Study text:
# # #
Built on the freshness gap, replay log, incremental indexing, modality cost asymmetry, and lambda vs kappa named in 00-first-principles.md. Chapters 02–05 made everything fresh; this file asks how fresh each path needs to be, and what maintaining one or two code paths costs to deliver it.

What chapters 02–05 settled, and the bill they quietly ran up¶

Chapter 02 gave us a replay log that absorbs bursts and lets us reprocess history. Chapter 03 split storage into cheap immutable raw and queryable derived artifacts. Chapter 04 ran ASR, vision, and embedding models in the stream with idempotent writes. Chapter 05 kept the index fresh with a growing segment and background compaction. Every one of those chapters optimized for the same thing: shrink the freshness gap. And they succeeded — the copilot sees a screenshot eight seconds after upload.

But each mechanism runs continuously and bills continuously. The consumers never sleep. The transform layer holds GPU warm. Compaction burns CPU around the clock to hold recall on segments that may never be queried again. The freshness gap is closed, but the platform is now paying the peak freshness price on every path — including the analytics dashboard that nobody looks at before 9 a.m., and the per-customer history that gets queried once a quarter for a billing dispute. The pressure has flipped. It is no longer "can we make it fresh?" It is "we made everything fresh; what are we paying to over-deliver, and how many separate code paths do we maintain to deliver it?"
# # #
Continue the passage on what it costs to keep every data path fresh, starting after its final sentence.

[Collected data]
# # #
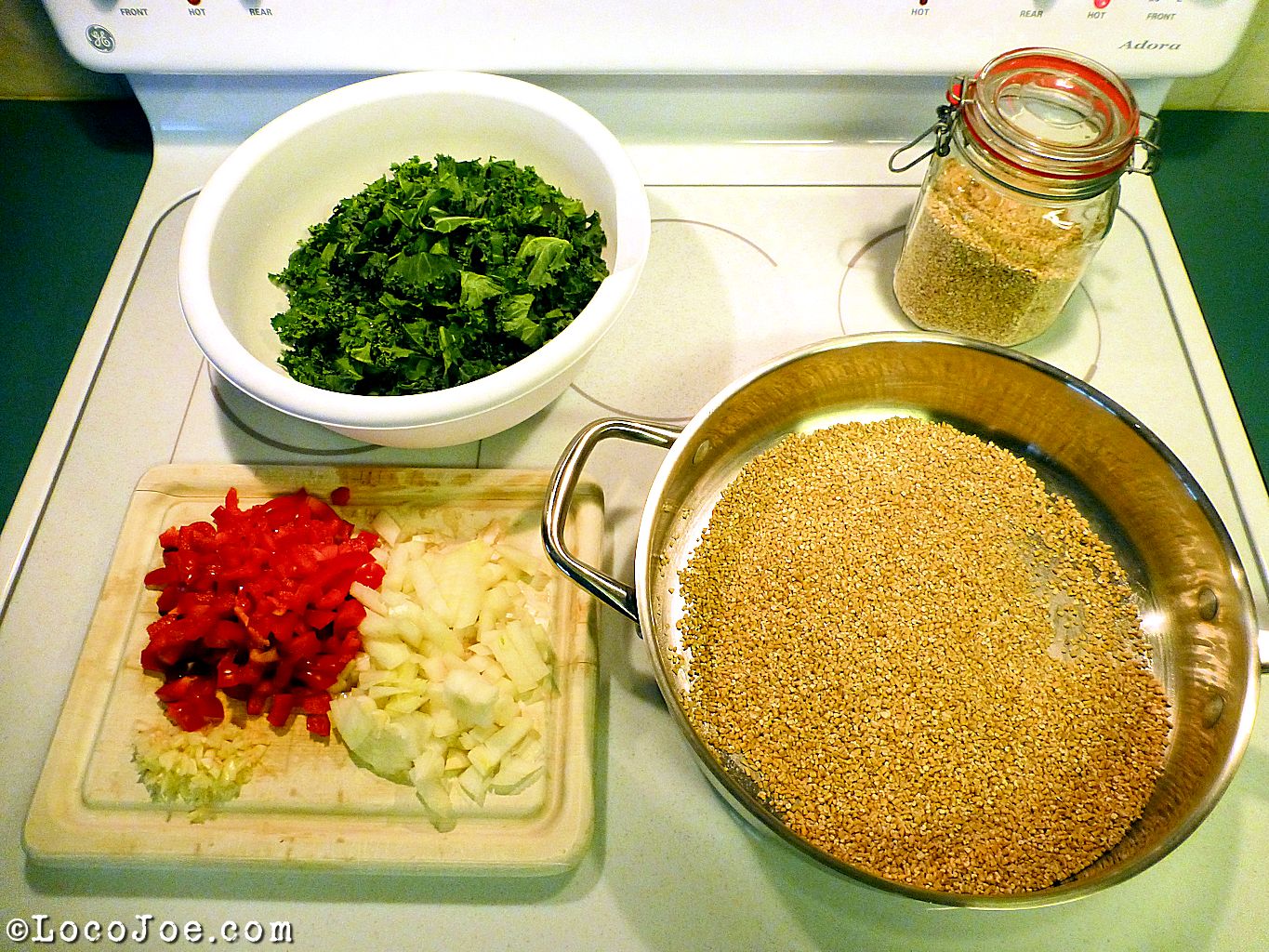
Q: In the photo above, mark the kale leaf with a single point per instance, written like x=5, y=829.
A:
x=438, y=273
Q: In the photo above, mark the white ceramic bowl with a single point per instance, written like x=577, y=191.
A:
x=260, y=202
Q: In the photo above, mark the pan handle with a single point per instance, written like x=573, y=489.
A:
x=559, y=500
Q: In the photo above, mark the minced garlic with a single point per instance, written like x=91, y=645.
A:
x=198, y=770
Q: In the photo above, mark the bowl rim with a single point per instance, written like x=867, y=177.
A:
x=246, y=372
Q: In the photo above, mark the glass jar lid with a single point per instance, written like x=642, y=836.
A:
x=1052, y=114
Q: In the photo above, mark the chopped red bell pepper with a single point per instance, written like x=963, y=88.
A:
x=257, y=603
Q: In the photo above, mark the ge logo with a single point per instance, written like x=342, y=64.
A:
x=100, y=38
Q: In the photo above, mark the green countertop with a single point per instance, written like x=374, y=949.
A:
x=75, y=172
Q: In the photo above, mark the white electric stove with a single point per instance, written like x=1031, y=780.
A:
x=761, y=134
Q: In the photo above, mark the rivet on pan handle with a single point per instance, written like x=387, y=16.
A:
x=563, y=482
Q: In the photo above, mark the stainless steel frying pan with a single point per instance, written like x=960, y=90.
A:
x=1134, y=492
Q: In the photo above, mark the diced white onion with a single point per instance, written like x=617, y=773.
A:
x=451, y=692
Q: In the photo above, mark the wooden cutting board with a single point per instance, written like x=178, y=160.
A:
x=308, y=802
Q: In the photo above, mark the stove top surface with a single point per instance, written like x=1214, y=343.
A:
x=757, y=249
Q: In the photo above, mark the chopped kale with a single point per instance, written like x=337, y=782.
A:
x=437, y=274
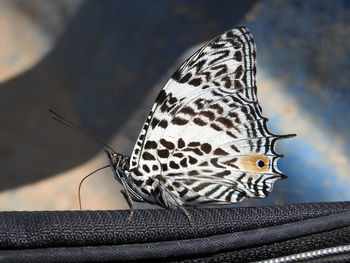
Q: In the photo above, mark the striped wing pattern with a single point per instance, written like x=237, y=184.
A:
x=205, y=139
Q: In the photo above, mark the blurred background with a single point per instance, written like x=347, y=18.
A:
x=102, y=63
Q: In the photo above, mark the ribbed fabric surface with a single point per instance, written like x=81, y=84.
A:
x=220, y=233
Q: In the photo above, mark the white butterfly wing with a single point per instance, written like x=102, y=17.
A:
x=205, y=137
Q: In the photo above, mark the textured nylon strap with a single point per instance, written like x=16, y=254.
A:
x=163, y=233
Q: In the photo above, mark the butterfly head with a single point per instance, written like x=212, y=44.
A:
x=114, y=158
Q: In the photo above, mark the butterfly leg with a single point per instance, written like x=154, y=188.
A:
x=128, y=200
x=179, y=204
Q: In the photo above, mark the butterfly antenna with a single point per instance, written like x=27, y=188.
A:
x=82, y=180
x=65, y=121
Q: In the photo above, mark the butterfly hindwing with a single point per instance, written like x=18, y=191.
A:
x=205, y=136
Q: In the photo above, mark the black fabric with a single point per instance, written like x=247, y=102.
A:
x=220, y=234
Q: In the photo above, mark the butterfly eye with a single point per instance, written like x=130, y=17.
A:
x=260, y=163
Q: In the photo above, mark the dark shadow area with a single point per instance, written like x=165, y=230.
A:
x=110, y=55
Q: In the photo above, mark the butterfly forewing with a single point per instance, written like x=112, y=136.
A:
x=205, y=139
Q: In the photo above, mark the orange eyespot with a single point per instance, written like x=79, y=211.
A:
x=255, y=163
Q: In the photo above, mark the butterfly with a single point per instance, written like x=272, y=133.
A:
x=204, y=140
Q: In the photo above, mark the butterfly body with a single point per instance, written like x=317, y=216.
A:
x=205, y=140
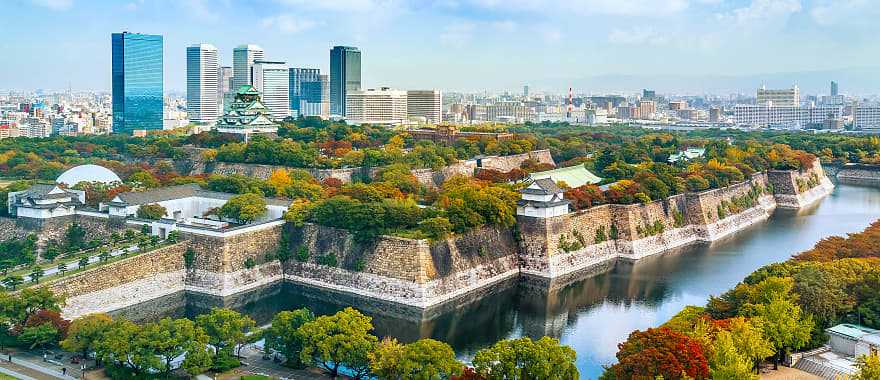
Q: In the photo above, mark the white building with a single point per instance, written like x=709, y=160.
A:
x=427, y=104
x=542, y=199
x=376, y=106
x=866, y=117
x=202, y=98
x=243, y=58
x=272, y=80
x=789, y=97
x=42, y=201
x=789, y=117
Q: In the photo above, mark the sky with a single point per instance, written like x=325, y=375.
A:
x=465, y=45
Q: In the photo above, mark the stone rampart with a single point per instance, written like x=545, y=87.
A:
x=123, y=283
x=800, y=188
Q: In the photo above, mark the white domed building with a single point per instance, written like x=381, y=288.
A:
x=44, y=201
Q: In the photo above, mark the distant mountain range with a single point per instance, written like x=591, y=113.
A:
x=855, y=81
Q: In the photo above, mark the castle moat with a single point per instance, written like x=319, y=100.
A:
x=592, y=312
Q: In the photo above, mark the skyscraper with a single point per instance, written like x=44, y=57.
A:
x=302, y=80
x=202, y=98
x=137, y=86
x=224, y=84
x=345, y=76
x=425, y=104
x=243, y=58
x=271, y=78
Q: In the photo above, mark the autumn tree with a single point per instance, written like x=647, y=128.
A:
x=245, y=208
x=423, y=359
x=659, y=352
x=85, y=332
x=340, y=340
x=284, y=336
x=524, y=358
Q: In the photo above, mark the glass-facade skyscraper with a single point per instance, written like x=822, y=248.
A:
x=305, y=87
x=345, y=76
x=137, y=82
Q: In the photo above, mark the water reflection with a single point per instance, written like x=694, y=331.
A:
x=591, y=312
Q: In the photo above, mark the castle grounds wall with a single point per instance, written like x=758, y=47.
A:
x=123, y=283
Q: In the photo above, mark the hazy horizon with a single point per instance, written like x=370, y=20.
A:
x=596, y=46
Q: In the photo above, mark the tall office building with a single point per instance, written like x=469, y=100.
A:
x=345, y=76
x=137, y=87
x=425, y=104
x=202, y=98
x=243, y=58
x=224, y=84
x=305, y=86
x=272, y=79
x=372, y=106
x=789, y=97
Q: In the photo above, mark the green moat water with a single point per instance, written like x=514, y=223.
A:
x=592, y=314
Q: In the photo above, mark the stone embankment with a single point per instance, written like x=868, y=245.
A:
x=859, y=174
x=421, y=274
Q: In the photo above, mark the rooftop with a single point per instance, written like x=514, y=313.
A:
x=572, y=176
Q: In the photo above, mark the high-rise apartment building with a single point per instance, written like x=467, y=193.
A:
x=305, y=87
x=647, y=109
x=243, y=58
x=345, y=76
x=376, y=106
x=789, y=97
x=224, y=84
x=425, y=104
x=272, y=79
x=137, y=82
x=202, y=98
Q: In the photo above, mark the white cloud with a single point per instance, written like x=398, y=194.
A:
x=762, y=10
x=637, y=36
x=55, y=5
x=457, y=34
x=287, y=23
x=344, y=5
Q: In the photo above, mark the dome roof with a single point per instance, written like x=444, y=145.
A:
x=87, y=173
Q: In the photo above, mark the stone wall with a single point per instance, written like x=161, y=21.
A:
x=859, y=174
x=407, y=271
x=220, y=266
x=123, y=283
x=557, y=246
x=786, y=189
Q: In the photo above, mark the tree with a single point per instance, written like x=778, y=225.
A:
x=728, y=363
x=226, y=328
x=869, y=367
x=36, y=273
x=283, y=335
x=151, y=211
x=244, y=208
x=749, y=340
x=784, y=326
x=342, y=339
x=659, y=352
x=169, y=339
x=85, y=332
x=527, y=359
x=423, y=359
x=12, y=281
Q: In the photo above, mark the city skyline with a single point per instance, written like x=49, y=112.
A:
x=457, y=45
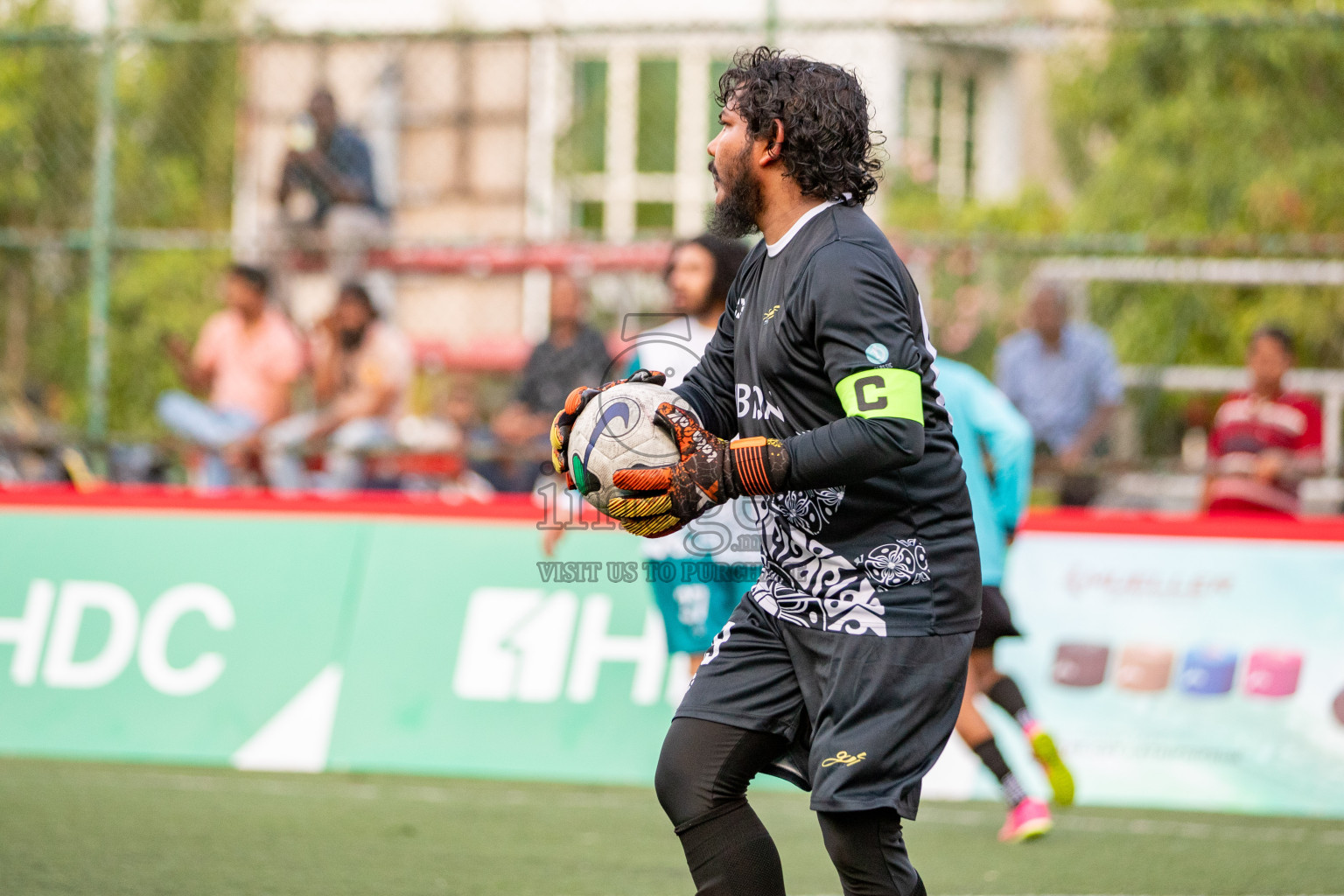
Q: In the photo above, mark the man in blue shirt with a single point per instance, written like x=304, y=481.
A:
x=328, y=171
x=984, y=422
x=1063, y=378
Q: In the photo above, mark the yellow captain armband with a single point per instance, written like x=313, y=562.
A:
x=882, y=393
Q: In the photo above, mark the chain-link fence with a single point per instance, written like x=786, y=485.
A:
x=136, y=161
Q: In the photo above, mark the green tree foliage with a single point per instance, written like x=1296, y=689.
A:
x=175, y=143
x=1213, y=130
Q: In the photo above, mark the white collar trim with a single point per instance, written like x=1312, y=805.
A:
x=774, y=248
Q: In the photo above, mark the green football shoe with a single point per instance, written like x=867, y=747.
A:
x=1057, y=773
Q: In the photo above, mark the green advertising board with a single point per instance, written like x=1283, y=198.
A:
x=163, y=637
x=466, y=662
x=1183, y=672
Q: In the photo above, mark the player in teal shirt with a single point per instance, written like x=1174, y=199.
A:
x=987, y=424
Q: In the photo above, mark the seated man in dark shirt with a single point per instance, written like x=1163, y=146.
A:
x=328, y=178
x=571, y=355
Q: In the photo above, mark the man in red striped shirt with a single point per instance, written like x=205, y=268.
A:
x=1265, y=441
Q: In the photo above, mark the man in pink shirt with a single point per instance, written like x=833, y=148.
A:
x=246, y=361
x=1265, y=441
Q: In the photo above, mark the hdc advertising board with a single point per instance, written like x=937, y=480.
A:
x=1176, y=670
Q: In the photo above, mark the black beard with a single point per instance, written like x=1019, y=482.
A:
x=735, y=216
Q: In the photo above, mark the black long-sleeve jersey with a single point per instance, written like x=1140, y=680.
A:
x=824, y=346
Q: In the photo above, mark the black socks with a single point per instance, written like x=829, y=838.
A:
x=730, y=853
x=995, y=762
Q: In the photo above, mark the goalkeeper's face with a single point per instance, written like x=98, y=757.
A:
x=737, y=186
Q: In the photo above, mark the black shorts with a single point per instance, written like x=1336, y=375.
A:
x=867, y=715
x=995, y=618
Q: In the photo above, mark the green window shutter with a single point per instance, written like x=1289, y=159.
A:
x=656, y=136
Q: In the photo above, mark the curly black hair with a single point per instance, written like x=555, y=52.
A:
x=828, y=148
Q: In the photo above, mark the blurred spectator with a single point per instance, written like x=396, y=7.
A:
x=331, y=164
x=361, y=369
x=1265, y=441
x=246, y=360
x=573, y=355
x=1063, y=378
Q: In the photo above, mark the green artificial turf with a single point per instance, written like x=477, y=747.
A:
x=112, y=830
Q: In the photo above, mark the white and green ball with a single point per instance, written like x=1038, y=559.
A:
x=619, y=430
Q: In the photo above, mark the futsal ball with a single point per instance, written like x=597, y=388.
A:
x=619, y=430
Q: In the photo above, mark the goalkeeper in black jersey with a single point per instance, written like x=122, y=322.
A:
x=844, y=667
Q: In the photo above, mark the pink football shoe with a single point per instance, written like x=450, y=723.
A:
x=1026, y=821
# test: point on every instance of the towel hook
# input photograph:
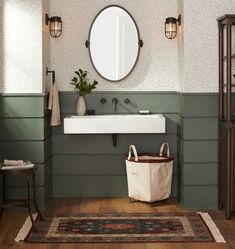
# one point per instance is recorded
(53, 75)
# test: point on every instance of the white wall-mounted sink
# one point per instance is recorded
(115, 124)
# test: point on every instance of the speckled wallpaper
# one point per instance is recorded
(20, 46)
(157, 68)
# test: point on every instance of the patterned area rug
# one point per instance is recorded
(126, 227)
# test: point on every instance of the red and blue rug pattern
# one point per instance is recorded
(126, 227)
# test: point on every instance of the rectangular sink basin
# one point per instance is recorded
(115, 124)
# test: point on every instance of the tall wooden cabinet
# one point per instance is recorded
(226, 182)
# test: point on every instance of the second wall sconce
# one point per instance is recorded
(55, 25)
(171, 27)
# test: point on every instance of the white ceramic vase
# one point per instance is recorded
(81, 106)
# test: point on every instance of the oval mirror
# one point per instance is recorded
(114, 43)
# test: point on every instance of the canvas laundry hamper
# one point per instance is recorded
(149, 176)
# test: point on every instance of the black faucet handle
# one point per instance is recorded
(127, 101)
(115, 100)
(103, 101)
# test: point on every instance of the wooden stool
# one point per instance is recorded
(29, 172)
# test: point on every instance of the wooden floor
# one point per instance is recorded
(13, 220)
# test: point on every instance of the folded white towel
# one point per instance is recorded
(12, 162)
(54, 105)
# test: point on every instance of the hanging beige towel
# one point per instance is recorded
(54, 105)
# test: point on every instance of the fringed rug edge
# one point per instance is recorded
(23, 232)
(212, 227)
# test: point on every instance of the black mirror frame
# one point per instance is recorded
(140, 42)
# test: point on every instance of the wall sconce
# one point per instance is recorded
(55, 25)
(171, 27)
# # #
Response:
What this file solves¶

A platform that makes every path equally fresh pays peak-freshness cost on data that is queried rarely or never, and the team must decide whether to run one always-on streaming path or a fast streaming path plus a separate cheap batch path — a choice that trades cloud spend against the number of code paths and reconciliation logic they maintain. This file shows how to turn "fresh enough" into a per-path latency budget, how the lambda (two paths) and kappa (one path) architectures answer the duplication question differently, and how the modern lakehouse-as-log variant lets you collapse toward kappa without losing the cheap correct reprocessing batch used to give you for free.

1) Why "make it fresh" stops being the goal — the need for a per-path freshness budget¶

The earlier chapters treated freshness as a single dial to turn up. That works until you notice the platform has many read paths with wildly different urgency, all paying the same always-on cost.

Look at the actual queries hitting the platform:

READ PATH                          WHO WAITS              HOW FRESH IT NEEDS
 live copilot retrieval             a human, mid-call      seconds   (the original pressure)
 agent "what's the sentiment        a human, mid-call      seconds
   trend this call?"
 supervisor live dashboard          a human, glancing      ~minutes
 daily CSAT / volume report         nobody, runs at 6am    hours is fine
 quarterly billing dispute lookup   a human, occasionally  hours; queried once a quarter
 monthly model-retraining export    a batch job            a day is fine

Three of these need seconds. Three are happy with hours or a day. The earlier chapters built one pipe and gave all six the seconds-fresh treatment, because that pipe was the only one we had. The visible symptom is the invoice: always-on consumers, warm GPU, and continuous compaction, charged against paths where a nightly run would be indistinguishable to the user.

So the real problem is not "is the data fresh?" It is we are paying peak freshness cost on paths whose users would never notice a slower one. Which raises the natural question: how do you let the urgent paths stay seconds-fresh while the patient paths get cheap, without building and maintaining two completely separate platforms?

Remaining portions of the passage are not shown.